### Reading text
Supported living is a general term that covers a diverse range of tenant groups. Tenants tend to fall into two main categories: Long-term and short-term support needs. With long term the tenant will potentially require support for life as their situation is unlikely to change. A tenant with shorter term needs requires a more temporary intervention of support before they're able to take on their own tenancy and live more independently. Here are the 12 most common groups:

Long term support needs

  • Learning disabilities
  • Autism
  • Mental health (can also be short term)
  • Physical disability

Shorter term support needs

  • Veterans
  • Homelessness
  • Teenage parents
  • Domestic abuse survivors
  • Care leavers
  • People recovering from addiction
  • Asylum seekers
  • Ex-prisoners

As you can see the list is very wide ranging and the property needs are also broad. So what does each group need? It would make our lives so much simpler if we were able to give a standardised set of criteria for each, but sadly it isn’t that simple. As with anyone, needs will often be specific to the individual, they may want to live in a certain area to be near to friends and family, they may require specific adaptations to help them live more independently or may need to be near a hospital to access specialist services.

Although adaptations are needed for some people, others won’t need any at all. The other thing to be conscious of is that they're not exclusive of each other. You may have a care leaver who has a disability, or you may have a learning disability but also have mental health support needs so they crossover.

Support needs can also vary from a few hours a week, to really intensive 24 hour a day. Some people require two or three members of staff supporting them 24 hours a day, so facilities could be required onsite for the carers.

Different care or housing providers will also have different preferences covering pretty much every property type you can think of from bungalows to self-contained units, blocks of flats, and large houses.

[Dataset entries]
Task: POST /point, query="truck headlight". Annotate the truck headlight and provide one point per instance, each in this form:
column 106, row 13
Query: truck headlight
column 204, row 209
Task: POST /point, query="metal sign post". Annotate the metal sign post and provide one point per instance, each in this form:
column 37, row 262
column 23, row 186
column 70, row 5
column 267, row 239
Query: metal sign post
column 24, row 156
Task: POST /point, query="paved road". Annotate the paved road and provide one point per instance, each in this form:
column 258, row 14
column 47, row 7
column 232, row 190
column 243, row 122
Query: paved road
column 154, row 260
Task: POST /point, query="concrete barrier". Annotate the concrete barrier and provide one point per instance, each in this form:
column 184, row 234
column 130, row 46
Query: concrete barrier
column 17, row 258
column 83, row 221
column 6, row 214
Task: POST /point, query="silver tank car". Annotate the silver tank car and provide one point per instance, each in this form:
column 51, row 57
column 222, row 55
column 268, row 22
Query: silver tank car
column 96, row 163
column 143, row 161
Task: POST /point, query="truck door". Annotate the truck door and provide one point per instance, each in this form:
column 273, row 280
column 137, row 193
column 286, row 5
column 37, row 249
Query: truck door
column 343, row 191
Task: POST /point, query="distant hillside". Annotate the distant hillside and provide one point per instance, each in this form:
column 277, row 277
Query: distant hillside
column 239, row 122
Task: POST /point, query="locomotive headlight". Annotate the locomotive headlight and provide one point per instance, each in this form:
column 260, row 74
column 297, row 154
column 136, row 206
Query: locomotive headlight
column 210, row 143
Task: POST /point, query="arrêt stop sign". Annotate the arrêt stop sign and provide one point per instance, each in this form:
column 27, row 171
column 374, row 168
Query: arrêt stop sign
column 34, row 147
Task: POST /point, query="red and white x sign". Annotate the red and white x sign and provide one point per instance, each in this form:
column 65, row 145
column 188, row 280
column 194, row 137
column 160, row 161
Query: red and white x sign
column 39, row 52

### Task instructions
[A] Which group in the long-term list of the supported living text does that text note can also be short term?
[B] Copy word for word everything in the supported living text from "Support needs can" down to "and large houses.".

### Set of answers
[A] Mental health

[B]
Support needs can also vary from a few hours a week, to really intensive 24 hour a day. Some people require two or three members of staff supporting them 24 hours a day, so facilities could be required onsite for the carers.

Different care or housing providers will also have different preferences covering pretty much every property type you can think of from bungalows to self-contained units, blocks of flats, and large houses.